Stored data:
================

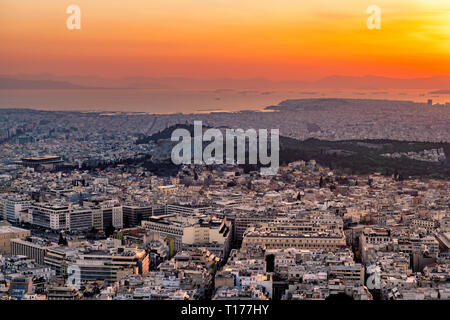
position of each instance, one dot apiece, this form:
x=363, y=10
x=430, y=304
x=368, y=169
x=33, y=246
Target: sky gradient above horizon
x=279, y=40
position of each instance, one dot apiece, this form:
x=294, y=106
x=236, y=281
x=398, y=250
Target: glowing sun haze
x=275, y=39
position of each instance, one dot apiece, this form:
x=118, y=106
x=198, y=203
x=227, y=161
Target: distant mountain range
x=48, y=81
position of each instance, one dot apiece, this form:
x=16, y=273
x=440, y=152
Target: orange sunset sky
x=274, y=39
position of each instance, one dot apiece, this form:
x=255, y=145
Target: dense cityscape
x=83, y=219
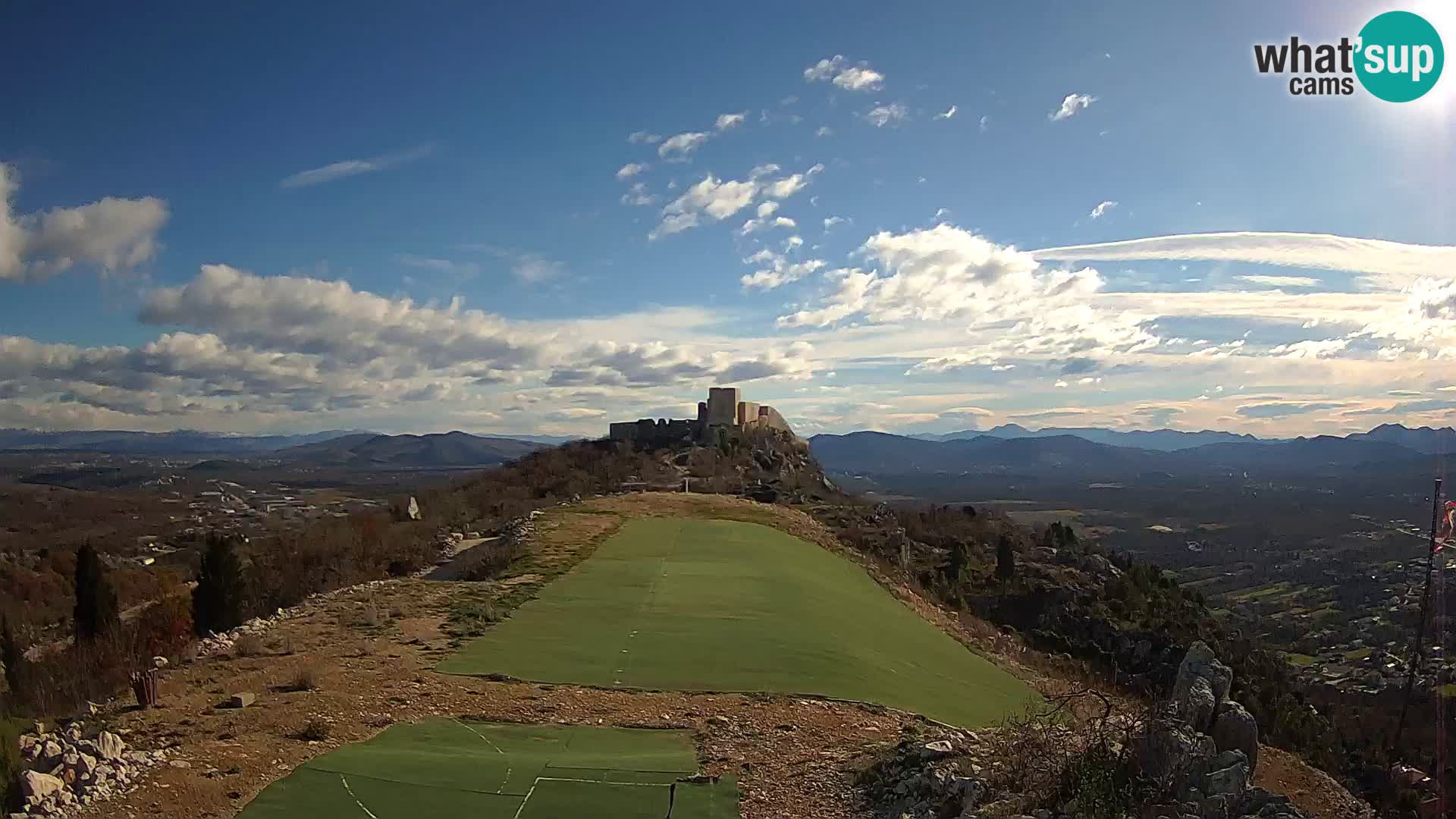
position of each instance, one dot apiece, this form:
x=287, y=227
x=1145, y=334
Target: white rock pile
x=66, y=770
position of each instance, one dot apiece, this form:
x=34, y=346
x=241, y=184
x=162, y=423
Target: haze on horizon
x=275, y=221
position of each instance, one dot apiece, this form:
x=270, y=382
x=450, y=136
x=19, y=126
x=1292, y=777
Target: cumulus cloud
x=1401, y=262
x=730, y=120
x=717, y=199
x=849, y=77
x=781, y=273
x=111, y=234
x=638, y=196
x=883, y=115
x=677, y=149
x=943, y=273
x=1071, y=105
x=354, y=168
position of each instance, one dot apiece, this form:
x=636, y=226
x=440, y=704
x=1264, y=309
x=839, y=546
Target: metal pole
x=1420, y=627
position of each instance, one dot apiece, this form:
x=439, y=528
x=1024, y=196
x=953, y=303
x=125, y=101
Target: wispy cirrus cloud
x=354, y=167
x=1400, y=261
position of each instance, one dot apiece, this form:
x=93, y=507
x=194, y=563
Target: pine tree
x=1005, y=558
x=96, y=608
x=220, y=598
x=12, y=656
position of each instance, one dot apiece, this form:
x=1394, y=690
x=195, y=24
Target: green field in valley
x=717, y=605
x=501, y=771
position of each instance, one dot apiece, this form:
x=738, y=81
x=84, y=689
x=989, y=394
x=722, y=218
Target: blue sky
x=428, y=219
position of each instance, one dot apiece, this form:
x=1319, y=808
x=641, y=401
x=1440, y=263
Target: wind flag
x=1446, y=528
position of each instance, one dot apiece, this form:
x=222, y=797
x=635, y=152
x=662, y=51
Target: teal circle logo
x=1400, y=55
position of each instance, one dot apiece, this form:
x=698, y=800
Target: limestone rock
x=36, y=786
x=109, y=745
x=1235, y=729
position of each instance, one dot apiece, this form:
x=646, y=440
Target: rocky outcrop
x=66, y=770
x=1203, y=749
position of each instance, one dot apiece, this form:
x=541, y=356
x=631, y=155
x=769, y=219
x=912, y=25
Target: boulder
x=109, y=745
x=1201, y=664
x=36, y=786
x=1235, y=729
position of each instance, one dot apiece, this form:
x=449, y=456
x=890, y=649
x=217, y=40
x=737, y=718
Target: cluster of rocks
x=259, y=626
x=66, y=770
x=922, y=780
x=1203, y=749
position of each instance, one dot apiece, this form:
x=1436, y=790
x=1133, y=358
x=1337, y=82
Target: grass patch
x=446, y=767
x=717, y=605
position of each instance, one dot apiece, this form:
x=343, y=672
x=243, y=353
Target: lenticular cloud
x=1398, y=261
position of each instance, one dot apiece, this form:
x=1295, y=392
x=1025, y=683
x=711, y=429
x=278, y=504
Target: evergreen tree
x=12, y=656
x=96, y=610
x=1005, y=558
x=220, y=598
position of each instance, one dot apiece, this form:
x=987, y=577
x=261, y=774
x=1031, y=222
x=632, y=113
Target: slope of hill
x=447, y=449
x=177, y=442
x=1074, y=457
x=1420, y=439
x=1163, y=441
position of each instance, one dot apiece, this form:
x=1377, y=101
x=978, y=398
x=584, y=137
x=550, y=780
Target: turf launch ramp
x=718, y=605
x=501, y=771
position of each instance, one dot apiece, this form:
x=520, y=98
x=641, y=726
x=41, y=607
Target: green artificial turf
x=717, y=605
x=452, y=768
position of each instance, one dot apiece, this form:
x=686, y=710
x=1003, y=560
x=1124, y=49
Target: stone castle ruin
x=724, y=409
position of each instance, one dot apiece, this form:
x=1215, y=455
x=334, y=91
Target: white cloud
x=1280, y=280
x=849, y=77
x=1071, y=105
x=1401, y=262
x=1310, y=349
x=676, y=149
x=944, y=273
x=883, y=115
x=111, y=234
x=354, y=168
x=718, y=200
x=638, y=196
x=730, y=120
x=631, y=169
x=781, y=273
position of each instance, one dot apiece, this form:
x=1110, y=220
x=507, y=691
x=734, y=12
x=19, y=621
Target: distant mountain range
x=433, y=449
x=178, y=442
x=1072, y=457
x=1163, y=441
x=375, y=450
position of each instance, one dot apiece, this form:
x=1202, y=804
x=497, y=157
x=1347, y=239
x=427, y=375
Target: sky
x=927, y=218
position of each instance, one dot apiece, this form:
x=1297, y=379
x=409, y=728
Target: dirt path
x=372, y=651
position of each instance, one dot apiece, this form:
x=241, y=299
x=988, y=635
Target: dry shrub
x=313, y=730
x=306, y=676
x=249, y=646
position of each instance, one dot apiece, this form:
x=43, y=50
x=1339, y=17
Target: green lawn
x=717, y=605
x=501, y=771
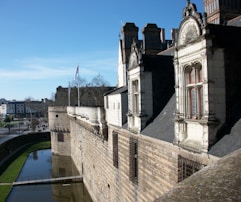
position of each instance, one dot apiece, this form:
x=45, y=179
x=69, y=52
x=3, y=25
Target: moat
x=42, y=164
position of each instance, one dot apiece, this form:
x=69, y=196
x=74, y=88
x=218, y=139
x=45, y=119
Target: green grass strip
x=12, y=171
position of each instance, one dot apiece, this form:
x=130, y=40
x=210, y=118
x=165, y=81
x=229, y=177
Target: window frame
x=193, y=91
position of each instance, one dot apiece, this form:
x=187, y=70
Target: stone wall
x=108, y=166
x=157, y=165
x=59, y=126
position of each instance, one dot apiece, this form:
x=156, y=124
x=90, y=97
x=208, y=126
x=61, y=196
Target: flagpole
x=78, y=83
x=78, y=94
x=69, y=94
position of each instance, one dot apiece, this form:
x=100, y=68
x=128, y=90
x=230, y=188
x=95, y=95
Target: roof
x=235, y=22
x=229, y=142
x=224, y=36
x=218, y=181
x=162, y=126
x=116, y=91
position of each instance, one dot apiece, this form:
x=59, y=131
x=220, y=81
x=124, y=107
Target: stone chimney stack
x=152, y=43
x=129, y=34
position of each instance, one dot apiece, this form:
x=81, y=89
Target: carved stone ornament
x=191, y=25
x=134, y=56
x=188, y=32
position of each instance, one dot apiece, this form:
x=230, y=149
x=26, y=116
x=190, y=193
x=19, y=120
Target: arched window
x=135, y=96
x=194, y=91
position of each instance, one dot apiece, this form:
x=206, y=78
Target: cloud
x=37, y=68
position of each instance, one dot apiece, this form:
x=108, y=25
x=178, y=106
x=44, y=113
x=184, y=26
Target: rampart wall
x=157, y=162
x=59, y=126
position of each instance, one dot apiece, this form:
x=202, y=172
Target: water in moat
x=42, y=164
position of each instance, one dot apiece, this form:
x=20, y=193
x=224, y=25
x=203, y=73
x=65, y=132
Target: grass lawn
x=12, y=171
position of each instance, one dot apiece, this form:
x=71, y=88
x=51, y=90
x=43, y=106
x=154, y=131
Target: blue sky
x=43, y=41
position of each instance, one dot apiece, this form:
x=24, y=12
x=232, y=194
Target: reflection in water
x=39, y=165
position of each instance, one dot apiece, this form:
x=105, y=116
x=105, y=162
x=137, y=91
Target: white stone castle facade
x=176, y=102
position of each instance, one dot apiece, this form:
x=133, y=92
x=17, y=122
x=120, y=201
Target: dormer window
x=194, y=91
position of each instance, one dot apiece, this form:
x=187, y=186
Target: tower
x=220, y=11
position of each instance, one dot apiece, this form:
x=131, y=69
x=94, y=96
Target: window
x=133, y=158
x=115, y=148
x=194, y=92
x=135, y=96
x=60, y=137
x=187, y=167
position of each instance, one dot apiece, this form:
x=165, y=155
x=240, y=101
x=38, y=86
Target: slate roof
x=116, y=91
x=162, y=126
x=235, y=22
x=229, y=142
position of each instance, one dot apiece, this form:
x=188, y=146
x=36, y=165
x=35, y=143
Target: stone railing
x=92, y=115
x=91, y=118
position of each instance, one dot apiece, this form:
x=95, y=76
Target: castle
x=176, y=108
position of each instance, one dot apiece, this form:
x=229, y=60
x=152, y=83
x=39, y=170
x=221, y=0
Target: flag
x=76, y=77
x=69, y=89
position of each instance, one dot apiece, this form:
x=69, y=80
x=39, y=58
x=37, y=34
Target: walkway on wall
x=77, y=178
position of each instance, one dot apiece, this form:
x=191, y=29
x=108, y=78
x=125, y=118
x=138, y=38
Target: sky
x=43, y=41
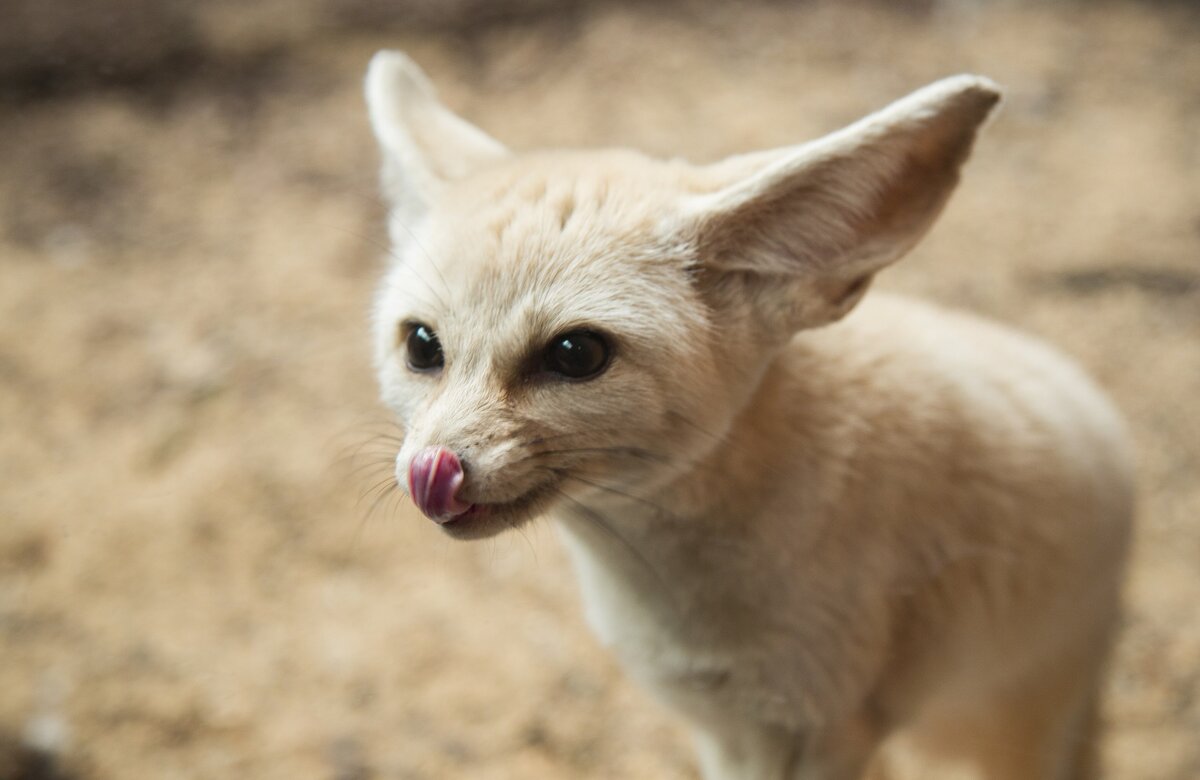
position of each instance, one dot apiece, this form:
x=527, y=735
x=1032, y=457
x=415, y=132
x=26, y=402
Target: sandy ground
x=196, y=576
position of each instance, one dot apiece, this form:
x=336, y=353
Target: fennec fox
x=804, y=531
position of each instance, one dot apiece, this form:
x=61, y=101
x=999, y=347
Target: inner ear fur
x=816, y=222
x=424, y=143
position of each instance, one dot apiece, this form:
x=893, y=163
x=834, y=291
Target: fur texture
x=807, y=534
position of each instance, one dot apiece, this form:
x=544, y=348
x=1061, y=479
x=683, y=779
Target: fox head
x=559, y=327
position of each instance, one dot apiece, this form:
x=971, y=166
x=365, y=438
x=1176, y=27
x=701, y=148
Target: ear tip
x=391, y=70
x=979, y=93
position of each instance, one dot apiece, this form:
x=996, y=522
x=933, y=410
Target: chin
x=484, y=521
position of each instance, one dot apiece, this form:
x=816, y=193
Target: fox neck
x=679, y=553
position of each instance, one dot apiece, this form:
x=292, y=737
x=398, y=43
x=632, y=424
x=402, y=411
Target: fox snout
x=435, y=475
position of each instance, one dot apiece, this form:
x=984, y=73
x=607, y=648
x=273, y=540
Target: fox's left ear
x=424, y=143
x=803, y=229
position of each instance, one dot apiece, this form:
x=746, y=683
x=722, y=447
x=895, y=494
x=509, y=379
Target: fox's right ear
x=424, y=144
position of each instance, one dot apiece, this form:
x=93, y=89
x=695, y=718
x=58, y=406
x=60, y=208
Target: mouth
x=489, y=520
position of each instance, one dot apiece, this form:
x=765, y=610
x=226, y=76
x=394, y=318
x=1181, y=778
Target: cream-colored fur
x=807, y=534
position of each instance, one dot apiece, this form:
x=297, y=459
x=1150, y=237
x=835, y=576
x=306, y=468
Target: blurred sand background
x=196, y=580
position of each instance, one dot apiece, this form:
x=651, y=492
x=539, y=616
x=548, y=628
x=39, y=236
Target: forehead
x=546, y=246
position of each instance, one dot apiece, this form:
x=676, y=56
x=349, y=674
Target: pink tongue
x=433, y=478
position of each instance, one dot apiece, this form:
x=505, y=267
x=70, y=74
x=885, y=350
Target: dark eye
x=424, y=348
x=579, y=354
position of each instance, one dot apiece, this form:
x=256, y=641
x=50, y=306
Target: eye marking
x=423, y=347
x=576, y=354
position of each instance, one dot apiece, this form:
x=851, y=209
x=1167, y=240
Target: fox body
x=804, y=531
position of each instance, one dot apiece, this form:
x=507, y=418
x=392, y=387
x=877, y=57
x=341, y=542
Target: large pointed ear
x=815, y=222
x=424, y=144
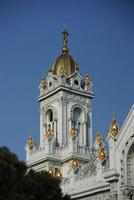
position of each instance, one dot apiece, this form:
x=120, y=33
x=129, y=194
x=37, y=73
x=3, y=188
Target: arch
x=49, y=115
x=54, y=114
x=130, y=165
x=126, y=151
x=79, y=108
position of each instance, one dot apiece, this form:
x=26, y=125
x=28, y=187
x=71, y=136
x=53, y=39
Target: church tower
x=65, y=118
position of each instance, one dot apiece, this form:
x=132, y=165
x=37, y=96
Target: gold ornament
x=43, y=83
x=74, y=164
x=49, y=133
x=99, y=138
x=73, y=132
x=101, y=154
x=30, y=141
x=114, y=128
x=87, y=79
x=50, y=171
x=60, y=70
x=58, y=174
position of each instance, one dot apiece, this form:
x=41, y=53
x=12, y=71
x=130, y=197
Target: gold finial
x=101, y=153
x=60, y=70
x=49, y=133
x=74, y=163
x=114, y=127
x=87, y=79
x=50, y=171
x=30, y=141
x=99, y=138
x=73, y=132
x=65, y=40
x=58, y=174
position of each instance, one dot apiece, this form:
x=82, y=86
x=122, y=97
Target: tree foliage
x=19, y=183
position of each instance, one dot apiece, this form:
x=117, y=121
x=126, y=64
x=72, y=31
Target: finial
x=65, y=40
x=113, y=118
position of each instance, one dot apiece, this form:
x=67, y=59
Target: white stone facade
x=66, y=148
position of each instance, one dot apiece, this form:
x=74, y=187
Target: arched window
x=130, y=166
x=49, y=118
x=77, y=124
x=76, y=118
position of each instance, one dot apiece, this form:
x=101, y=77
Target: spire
x=113, y=118
x=65, y=40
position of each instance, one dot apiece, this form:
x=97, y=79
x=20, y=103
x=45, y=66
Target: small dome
x=75, y=164
x=101, y=154
x=64, y=64
x=99, y=138
x=30, y=141
x=113, y=128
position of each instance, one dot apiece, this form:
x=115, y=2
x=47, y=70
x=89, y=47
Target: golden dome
x=114, y=128
x=43, y=83
x=58, y=174
x=64, y=64
x=49, y=133
x=50, y=171
x=30, y=141
x=101, y=154
x=74, y=164
x=73, y=132
x=99, y=138
x=87, y=79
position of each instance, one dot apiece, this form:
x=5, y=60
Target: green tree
x=17, y=183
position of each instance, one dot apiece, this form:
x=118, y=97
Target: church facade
x=86, y=169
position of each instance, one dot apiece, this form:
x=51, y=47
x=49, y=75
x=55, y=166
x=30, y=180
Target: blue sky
x=101, y=40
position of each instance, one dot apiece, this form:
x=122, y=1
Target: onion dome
x=30, y=141
x=64, y=64
x=99, y=138
x=50, y=171
x=73, y=132
x=43, y=83
x=49, y=133
x=74, y=164
x=87, y=79
x=113, y=128
x=101, y=153
x=58, y=174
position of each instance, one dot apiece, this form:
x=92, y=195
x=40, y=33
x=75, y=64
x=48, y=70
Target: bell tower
x=65, y=118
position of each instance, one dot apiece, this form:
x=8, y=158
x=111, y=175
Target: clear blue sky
x=101, y=39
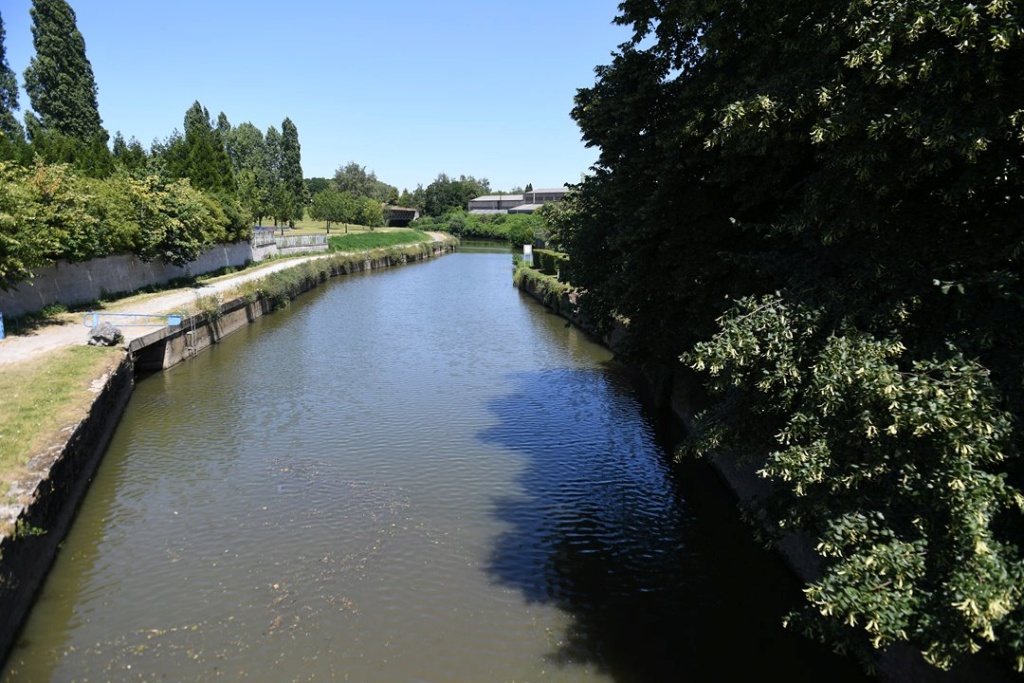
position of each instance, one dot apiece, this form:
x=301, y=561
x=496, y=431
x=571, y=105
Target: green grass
x=376, y=240
x=39, y=398
x=310, y=226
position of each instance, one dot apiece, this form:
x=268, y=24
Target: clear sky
x=408, y=88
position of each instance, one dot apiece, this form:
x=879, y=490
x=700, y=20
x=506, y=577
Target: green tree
x=130, y=156
x=816, y=206
x=291, y=168
x=354, y=179
x=200, y=154
x=445, y=194
x=11, y=132
x=58, y=79
x=314, y=185
x=251, y=163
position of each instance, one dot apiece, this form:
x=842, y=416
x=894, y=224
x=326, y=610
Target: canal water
x=410, y=475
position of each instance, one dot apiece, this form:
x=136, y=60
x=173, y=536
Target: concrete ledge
x=61, y=478
x=64, y=474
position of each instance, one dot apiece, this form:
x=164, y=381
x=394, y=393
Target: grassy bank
x=376, y=240
x=281, y=287
x=40, y=398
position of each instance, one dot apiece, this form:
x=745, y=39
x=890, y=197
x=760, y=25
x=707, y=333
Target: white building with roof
x=525, y=203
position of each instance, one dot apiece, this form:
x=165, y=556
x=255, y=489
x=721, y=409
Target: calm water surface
x=411, y=475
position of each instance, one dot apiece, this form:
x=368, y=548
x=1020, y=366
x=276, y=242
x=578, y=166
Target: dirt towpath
x=71, y=332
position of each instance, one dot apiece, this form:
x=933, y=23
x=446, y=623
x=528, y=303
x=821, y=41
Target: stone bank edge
x=61, y=476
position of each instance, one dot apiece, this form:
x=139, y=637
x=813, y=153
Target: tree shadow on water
x=648, y=560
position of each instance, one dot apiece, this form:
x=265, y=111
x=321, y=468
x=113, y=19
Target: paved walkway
x=17, y=348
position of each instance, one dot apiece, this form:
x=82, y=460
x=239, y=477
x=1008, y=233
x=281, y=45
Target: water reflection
x=603, y=528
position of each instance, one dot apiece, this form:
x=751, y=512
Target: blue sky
x=408, y=88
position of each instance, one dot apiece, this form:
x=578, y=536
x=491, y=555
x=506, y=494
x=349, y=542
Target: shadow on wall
x=649, y=560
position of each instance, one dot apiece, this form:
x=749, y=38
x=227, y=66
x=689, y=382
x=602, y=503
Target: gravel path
x=17, y=348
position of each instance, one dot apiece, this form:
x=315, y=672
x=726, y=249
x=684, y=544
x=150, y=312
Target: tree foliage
x=11, y=132
x=817, y=207
x=58, y=79
x=291, y=167
x=446, y=194
x=354, y=179
x=200, y=154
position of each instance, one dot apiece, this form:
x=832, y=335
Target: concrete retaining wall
x=677, y=390
x=72, y=284
x=60, y=478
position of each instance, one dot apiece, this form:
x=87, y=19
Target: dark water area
x=411, y=475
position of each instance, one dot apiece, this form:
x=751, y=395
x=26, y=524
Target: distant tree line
x=69, y=193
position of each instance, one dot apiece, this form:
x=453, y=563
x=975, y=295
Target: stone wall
x=57, y=484
x=71, y=284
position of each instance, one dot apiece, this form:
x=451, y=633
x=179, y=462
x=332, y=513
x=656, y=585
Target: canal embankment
x=44, y=503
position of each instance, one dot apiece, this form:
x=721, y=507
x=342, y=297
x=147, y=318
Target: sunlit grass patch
x=40, y=398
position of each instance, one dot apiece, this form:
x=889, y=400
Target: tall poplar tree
x=11, y=133
x=291, y=167
x=58, y=80
x=200, y=155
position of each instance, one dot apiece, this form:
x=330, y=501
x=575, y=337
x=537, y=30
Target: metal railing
x=92, y=319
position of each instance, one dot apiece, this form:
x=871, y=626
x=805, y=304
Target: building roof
x=495, y=198
x=525, y=208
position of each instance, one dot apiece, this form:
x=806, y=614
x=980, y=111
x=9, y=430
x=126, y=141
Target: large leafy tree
x=58, y=79
x=817, y=206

================

#### Exercise objective
Repeat only what lies between the start of the data and the end of the line containing "x=440, y=152", exactly, with pictures left out.

#### Written response
position of each instance, one dot apiece, this form:
x=363, y=10
x=430, y=304
x=368, y=169
x=33, y=246
Target: sky gradient above horizon
x=279, y=40
position of each instance, one dot apiece, this form:
x=294, y=106
x=236, y=281
x=398, y=250
Target: glowing sun haze
x=275, y=39
position of each instance, one dot apiece, this form:
x=118, y=106
x=198, y=203
x=227, y=161
Target: distant mountain range
x=48, y=81
position of each instance, one dot apiece, this form:
x=16, y=273
x=440, y=152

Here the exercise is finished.